** START EXCERPTED TEXT **
SUMMARY OF THE INVENTION
The present invention provides a novel and improved damped heat
shield. The illustrated embodiment is an exhaust manifold heat
shield. However, the invention is applicable to other shielding
applications where the shield must combine high temperature heat
shielding with efficient vibration damping. Illustratively, the
heat shield may shield other portions of the exhaust system such as
the exhaust pipe, the catalytic converter, and the muffler.
An illustrated embodiment provides two very thin metal layers of
steel having different thicknesses positioned on opposite sides of
a sheet of non-ferrous metal. The two steel layers are formed of
uncoated material which, in its initial state, does not have good
corrosion resistance. After the three layers are formed to the
desired shape, at least some edges are hemmed to maintain the
layers in nested substantial abutting contact.
The assembly is then coated with a high temperature
corrosion-resistant coating that not only provides corrosion
resistance to the exposed surface of the shield, but also forms a
seal between the layers along the edges of the shield. Although the
inner surfaces of the three layers remain substantially uncoated,
the entry of corrosion producing substances into the interior of
the shield is prevented by the high temperature coating.
Consequently, significant corrosion of the interior surfaces of the
shield does not occur.
Damping and vibration absorption is improved by utilizing sheets of
thin steel having different thicknesses for the inner and outer
metal layers. Because the two layers have the same shape but
different thicknesses, they have mismatched resonant frequencies.
When the frequency of vibration created by engine operation or from
other sources is in resonance with one steel layer, it is not in
resonance with the other steel layer. Therefore, the two layers
move relative to each other. The friction resisting such relative
movement results in an efficient damping and absorption of the
vibrational energy resulting in the radiation of less sound energy
and noise. Further, it is believed that the third layer of
non-ferrous metal tends to increase the friction resisting the
relative movement between the two metal sheets. This further
increases the damping qualities of the shield.
The third layer intermediate the inner and outer steel layers also
provides resistance to thermal transmission by increasing the
number of interface surface barriers within the shield.
In an illustrated embodiment, the inner and outer metal layers are
formed of a steel generally referred to as double-reduced black
plate. The outer metal layer is preferably about 0.008 inches
thick, while the inner metal layer is preferably about 0.006 inches
thick. The intermediate or third layer of non-ferrous metal
positioned between the inner and outer steel layers is preferably
aluminum foil having a thickness of about 0.001 inches.
Consequently, the total metallic material thickness of the shield
is about 0.015 inches. This compares with prior art similar shields
having a metallic thickness in the order of 0.036 inches.
Consequently, the weight of the shield, in accordance with the
present invention, is substantially less than comparable prior art
shields.
After the shield is die-formed, it is coated with a high
temperature resistant paint-like coating.
The coating is applied to the shield by a dipping or spraying
operation, and thereafter, the shield is baked to cure the coating.
** END EXCERPTED TEXT **
SET PROBLEM 1:
Answer these questions about the heat shield text.
(a) What material forms the third layer between the steel layers, and about how thick is it?
(b) Why do the inner and outer steel layers have mismatched resonant frequencies?
(c) By what operations is the coating applied, and what is done to the shield afterward?
** START SUPPLIED DATA **
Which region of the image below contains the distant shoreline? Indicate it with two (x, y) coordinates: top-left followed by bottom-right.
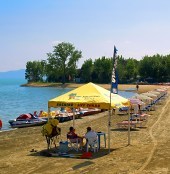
(21, 82), (167, 93)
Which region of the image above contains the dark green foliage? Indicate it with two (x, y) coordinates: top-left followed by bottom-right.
(25, 42), (170, 83)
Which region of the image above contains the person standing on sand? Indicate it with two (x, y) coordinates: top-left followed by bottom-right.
(136, 84), (139, 91)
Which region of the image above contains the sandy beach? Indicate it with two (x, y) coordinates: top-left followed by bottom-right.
(0, 85), (170, 174)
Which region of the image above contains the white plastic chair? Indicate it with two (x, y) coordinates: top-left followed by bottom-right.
(67, 138), (80, 152)
(86, 137), (99, 152)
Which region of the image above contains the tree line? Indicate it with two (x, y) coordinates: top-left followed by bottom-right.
(25, 42), (170, 84)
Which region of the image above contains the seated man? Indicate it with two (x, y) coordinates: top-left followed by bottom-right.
(84, 127), (98, 152)
(67, 127), (83, 147)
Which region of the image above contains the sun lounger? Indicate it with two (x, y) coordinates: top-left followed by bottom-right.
(116, 120), (142, 128)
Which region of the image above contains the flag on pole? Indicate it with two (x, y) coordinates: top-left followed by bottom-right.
(111, 46), (118, 94)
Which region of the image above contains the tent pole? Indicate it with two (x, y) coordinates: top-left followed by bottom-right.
(48, 107), (50, 121)
(73, 108), (75, 128)
(128, 107), (130, 145)
(108, 109), (111, 153)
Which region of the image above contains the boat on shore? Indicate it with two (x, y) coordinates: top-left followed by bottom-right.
(8, 113), (47, 128)
(0, 119), (2, 130)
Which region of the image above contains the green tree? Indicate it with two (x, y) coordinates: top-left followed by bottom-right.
(25, 61), (45, 82)
(81, 59), (93, 82)
(47, 42), (82, 84)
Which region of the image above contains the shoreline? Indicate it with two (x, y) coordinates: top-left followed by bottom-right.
(0, 86), (170, 174)
(20, 82), (169, 93)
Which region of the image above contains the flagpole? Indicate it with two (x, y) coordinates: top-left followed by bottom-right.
(108, 46), (117, 153)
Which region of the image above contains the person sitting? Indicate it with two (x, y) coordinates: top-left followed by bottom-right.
(84, 127), (97, 141)
(84, 127), (98, 152)
(33, 111), (38, 118)
(38, 110), (43, 117)
(67, 127), (83, 147)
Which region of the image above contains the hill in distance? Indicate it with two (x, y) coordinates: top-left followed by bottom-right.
(0, 69), (25, 79)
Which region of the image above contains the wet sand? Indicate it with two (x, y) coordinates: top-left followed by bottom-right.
(0, 85), (170, 174)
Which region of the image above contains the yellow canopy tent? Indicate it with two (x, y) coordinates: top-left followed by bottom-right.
(48, 82), (130, 151)
(48, 83), (129, 109)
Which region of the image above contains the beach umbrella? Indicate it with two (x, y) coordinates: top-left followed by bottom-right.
(132, 94), (153, 104)
(142, 92), (158, 100)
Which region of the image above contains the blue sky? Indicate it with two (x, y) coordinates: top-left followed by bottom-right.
(0, 0), (170, 72)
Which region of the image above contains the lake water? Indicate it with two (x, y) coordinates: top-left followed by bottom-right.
(0, 79), (135, 130)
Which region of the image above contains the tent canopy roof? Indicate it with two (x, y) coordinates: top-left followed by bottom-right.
(48, 82), (130, 109)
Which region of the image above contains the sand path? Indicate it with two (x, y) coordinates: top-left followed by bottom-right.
(136, 96), (170, 173)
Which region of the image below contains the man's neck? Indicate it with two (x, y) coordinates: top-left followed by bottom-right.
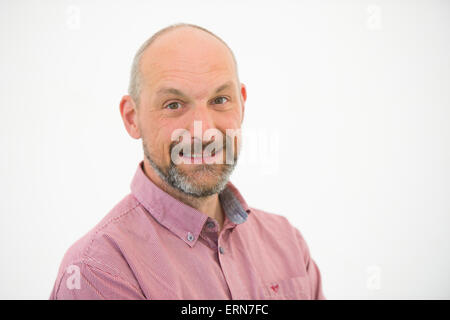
** END SUPPLIED DATA **
SET PROBLEM 2:
Collect every line of the listing that contains the string "below".

EXERCISE ANSWER 1:
(a) Aluminum foil, about 0.001 inches thick.
(b) They have the same shape but different thicknesses.
(c) By dipping or spraying; the shield is then baked to cure the coating.

EXERCISE ANSWER 2:
Which region of the image below contains the distant shoreline? Indicate it with two (x, y) coordinates: top-left followed by bottom-right.
Which region of the image below contains the man's neck? Indicate it with two (x, y) coordinates: top-left followed by bottom-right.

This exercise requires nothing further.